### GIVEN DATA

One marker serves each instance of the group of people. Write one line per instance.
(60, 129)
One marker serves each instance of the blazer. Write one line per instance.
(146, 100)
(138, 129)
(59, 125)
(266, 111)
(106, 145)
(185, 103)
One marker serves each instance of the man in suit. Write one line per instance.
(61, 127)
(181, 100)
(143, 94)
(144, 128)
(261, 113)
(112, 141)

...

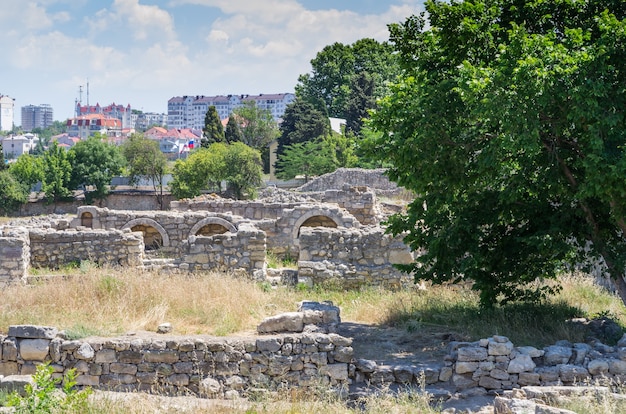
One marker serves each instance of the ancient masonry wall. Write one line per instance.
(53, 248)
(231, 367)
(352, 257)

### WHAT THE EXERCISE ASKS
Collect every line from the entries above that contains the word "Write", and copy each one in full. A match counts only if its capitalization is the same.

### TASK RESPONSE
One marker serves each instance of the group of people. Write one line per instance.
One marker serves each instance of the blazer. Write one line per instance.
One marker serves each instance of the man in suit. Write one line per instance.
One marker serves each instance of the ancient masonry wall. Write one line per instance.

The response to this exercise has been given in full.